● **Given problem**: Write out the material again exactly, please, and omit the pictures.

BEGIN Entries supplied

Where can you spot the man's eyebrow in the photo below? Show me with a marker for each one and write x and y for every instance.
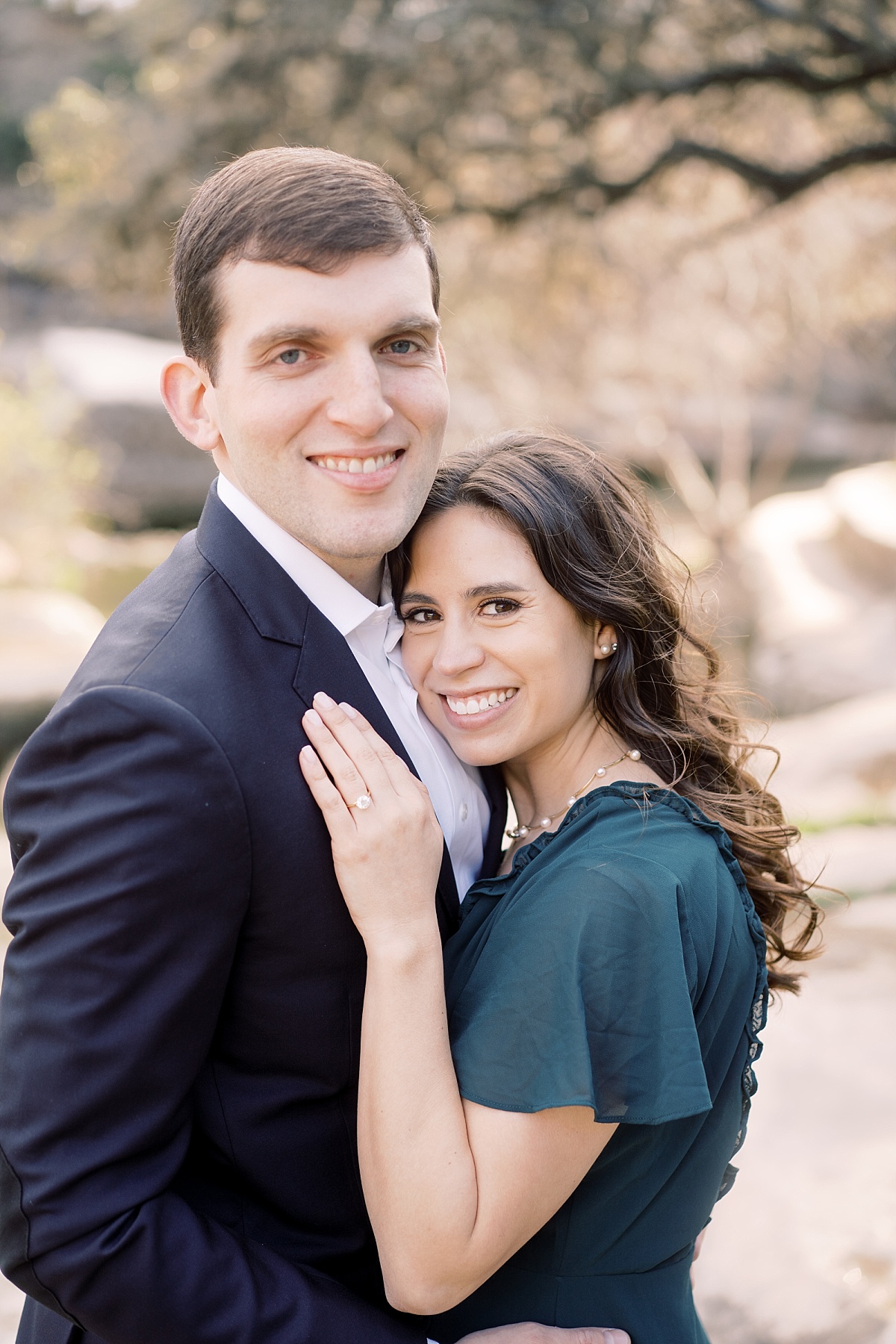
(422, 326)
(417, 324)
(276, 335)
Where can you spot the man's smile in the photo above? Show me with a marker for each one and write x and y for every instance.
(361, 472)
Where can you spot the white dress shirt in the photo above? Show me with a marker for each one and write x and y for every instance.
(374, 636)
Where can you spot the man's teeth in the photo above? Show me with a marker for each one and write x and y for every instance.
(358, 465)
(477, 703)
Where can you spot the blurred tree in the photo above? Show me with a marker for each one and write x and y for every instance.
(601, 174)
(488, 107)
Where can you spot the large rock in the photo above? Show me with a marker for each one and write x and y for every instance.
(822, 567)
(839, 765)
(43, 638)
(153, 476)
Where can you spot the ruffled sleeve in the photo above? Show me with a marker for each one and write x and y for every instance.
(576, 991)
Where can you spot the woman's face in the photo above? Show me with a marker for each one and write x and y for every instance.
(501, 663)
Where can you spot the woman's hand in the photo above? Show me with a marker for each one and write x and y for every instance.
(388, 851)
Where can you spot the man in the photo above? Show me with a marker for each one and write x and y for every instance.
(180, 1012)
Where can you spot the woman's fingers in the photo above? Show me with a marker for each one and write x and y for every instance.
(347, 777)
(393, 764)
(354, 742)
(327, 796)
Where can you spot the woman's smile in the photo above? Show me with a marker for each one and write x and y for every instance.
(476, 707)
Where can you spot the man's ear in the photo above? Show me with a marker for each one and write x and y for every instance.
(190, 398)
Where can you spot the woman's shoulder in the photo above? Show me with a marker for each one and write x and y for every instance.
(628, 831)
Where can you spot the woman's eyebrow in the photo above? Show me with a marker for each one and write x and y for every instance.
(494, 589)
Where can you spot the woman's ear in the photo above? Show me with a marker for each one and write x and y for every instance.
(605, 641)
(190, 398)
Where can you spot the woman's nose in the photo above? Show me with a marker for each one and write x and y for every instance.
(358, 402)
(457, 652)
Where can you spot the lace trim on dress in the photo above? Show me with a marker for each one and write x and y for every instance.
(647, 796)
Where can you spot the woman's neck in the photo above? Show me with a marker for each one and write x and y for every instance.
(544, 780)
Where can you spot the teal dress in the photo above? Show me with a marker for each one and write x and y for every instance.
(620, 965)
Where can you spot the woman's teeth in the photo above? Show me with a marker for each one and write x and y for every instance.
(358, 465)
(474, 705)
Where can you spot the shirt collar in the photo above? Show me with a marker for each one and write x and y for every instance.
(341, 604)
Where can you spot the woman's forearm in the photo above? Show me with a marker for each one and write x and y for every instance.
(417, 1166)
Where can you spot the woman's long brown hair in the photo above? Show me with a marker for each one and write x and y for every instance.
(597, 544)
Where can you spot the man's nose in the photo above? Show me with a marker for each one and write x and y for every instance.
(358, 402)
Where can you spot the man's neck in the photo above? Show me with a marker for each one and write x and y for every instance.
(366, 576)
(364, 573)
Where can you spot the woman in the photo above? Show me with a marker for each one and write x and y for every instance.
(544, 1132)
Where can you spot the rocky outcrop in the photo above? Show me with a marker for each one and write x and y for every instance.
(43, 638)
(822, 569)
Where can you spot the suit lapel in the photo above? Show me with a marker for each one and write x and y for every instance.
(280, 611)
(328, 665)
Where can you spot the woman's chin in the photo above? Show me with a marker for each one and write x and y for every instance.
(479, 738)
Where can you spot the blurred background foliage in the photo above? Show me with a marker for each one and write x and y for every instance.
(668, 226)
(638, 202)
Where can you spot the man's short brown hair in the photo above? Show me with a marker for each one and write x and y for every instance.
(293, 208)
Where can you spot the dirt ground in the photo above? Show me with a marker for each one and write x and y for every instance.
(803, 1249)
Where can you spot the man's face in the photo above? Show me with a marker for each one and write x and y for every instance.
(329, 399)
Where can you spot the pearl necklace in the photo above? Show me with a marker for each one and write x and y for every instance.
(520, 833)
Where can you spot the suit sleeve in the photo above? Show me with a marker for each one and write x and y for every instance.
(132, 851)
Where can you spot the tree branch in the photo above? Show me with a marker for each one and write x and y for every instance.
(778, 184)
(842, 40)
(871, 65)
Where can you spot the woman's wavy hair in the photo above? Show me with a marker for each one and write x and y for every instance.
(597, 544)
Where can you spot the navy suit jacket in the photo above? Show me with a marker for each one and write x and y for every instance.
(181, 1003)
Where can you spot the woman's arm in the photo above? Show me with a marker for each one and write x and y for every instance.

END Entries supplied

● **Answer to this problem**:
Where can you spot the man's eyebrow in the photo below? Show me with a marker for each one and write x and y for every instance.
(422, 326)
(417, 324)
(276, 335)
Where can you spot the man's smile in the photo above? Show me with a marker for each one and write x and y for every instance.
(361, 472)
Where can you spot the white dress shirt in the photo above? Show me with a marker for each one and write x and y for every instance.
(374, 636)
Where can you spot the man's teeth in the photo above? Show me with a marker for each one and write x and y for every instance.
(358, 465)
(477, 703)
Where can you spot the blurred tree in the photo above? Show me with a marker for each one and write x and y for every instance.
(601, 174)
(488, 107)
Where can you spot the large rock in the photo above? Show me with a marker for each one and write x and y for every instance.
(822, 567)
(839, 765)
(43, 638)
(153, 476)
Where can you spot the ruffled sleeve in the photo above? Show me with a marker for each one and write x and y for every instance.
(576, 991)
Where can you spot the woman's face in the photo above? Show me with a marker for each one and write x and y for every instance.
(501, 663)
Where can you spot the woman's hand in the photo above? Show me with a marker for each one and write x and y for every instance.
(388, 851)
Where can you spot the man in the photo above? Show me with a marker for each one and write x and y for every instance.
(180, 1012)
Where can you spot the woman's fingers in the photo above? Show me with a marker for each one and write x and y for every instance.
(347, 777)
(393, 764)
(354, 742)
(327, 796)
Where can you spot the woman's smile in the photo above? Show me with a marker for each one and write x and y for every instance.
(476, 707)
Where can you spot the man's ear in the photo above? Show me with a marker for each one and write x and y for every instance.
(190, 398)
Where can you spot the woman's shoulder in the photo above? Show me with a marker for each one and write x and y for every instance.
(628, 831)
Where can you spot the woman's eyebrow in the photo above? Show me with a marker for each one and write x and y for every instance.
(494, 589)
Where can you spot the woman's ear in the photo above? Show me with a marker for each one and write x and y for every instance.
(605, 641)
(190, 398)
Where can you spot the woman's nose in the photo above? Show me with a marker for each one and write x and y for every instance.
(358, 402)
(457, 652)
Where can you spot the lace trim on dress in the photo above? Show me with a marker for each one and write x and y for every instance.
(647, 796)
Where can you spot the woman's neck in the photo above? Show me with a marker for each one and write x and y for every instance.
(544, 780)
Where can you spot the teal dress in the photo above? Show me with a marker for each one and write x and y for every instance.
(620, 965)
Where can you spot the woman's teeth in the photo above? Show me with a marker for each one and write x and y for every instance.
(358, 465)
(474, 705)
Where can you spot the shirt collar in the photo above? Show me with a marker for each one and write x and y for every instance.
(341, 604)
Where can you spot the woman's forearm in the photo above? Show me with a marker for each one and write x and y for every instance.
(417, 1166)
Where can you spot the woman's long brown hair in the photo above? Show me with a marker for each one and write x and y for every instance.
(597, 544)
Where can you spot the man's nose in the photo above? Show me with a marker for each one and write x and y for every instance.
(358, 402)
Where can you spot the man's neck in the photo above? Show me with a marker for each one and write x and y for every instance.
(366, 576)
(364, 573)
Where can you spot the woman in the photo above? Show me with a marker for each one and write x and y for every instance.
(544, 1132)
Where can you spot the rocky outcrop in the photo above? Show me with a marker for each one and write x and y for every instance.
(43, 638)
(822, 569)
Where can you spot the suit lapel in the photo above? Show me with a marker for each one and write x and y for every instance.
(280, 611)
(328, 665)
Where can you spot the woman's chin in the photo above? Show me with a marker for each one and write x and y for every instance.
(479, 738)
Where can you spot the blurred background foliage in the photo above? Show me with a marker for each one and write x and y for every instance.
(668, 226)
(638, 202)
Where can you spot the man's short brown hair in the photo above? Show me with a marker for each one and write x and y for every instance.
(293, 208)
Where can you spot the dirt ground in the photo above? Show me with a marker for each one and write x and y for every instance.
(803, 1249)
Where can you spot the man's face in the photo above? Show me with a marker for each one and write x and y for every instance.
(329, 399)
Where can you spot the pearl necklace in the photo above? Show me with a marker for each one and write x and y for every instance.
(520, 833)
Where can you spot the suit sleeve in the photo above? Show me with a marker for each one and write x and y for every instance.
(132, 851)
Where can you spot the tree branch in the photo above? Show me with a marker for each one and write x and y for every instance.
(778, 184)
(842, 40)
(871, 65)
Where can you spot the woman's wavy hair in the photo above? Show me with a marker for each one and write x and y for every instance.
(597, 544)
Where can you spot the navy suit jacket in the photo above? Show me with a marker for each one and write x and y for every instance.
(181, 1003)
Where can you spot the woman's arm in the photo above? Show me with a marker for each one and write x and y for every instance.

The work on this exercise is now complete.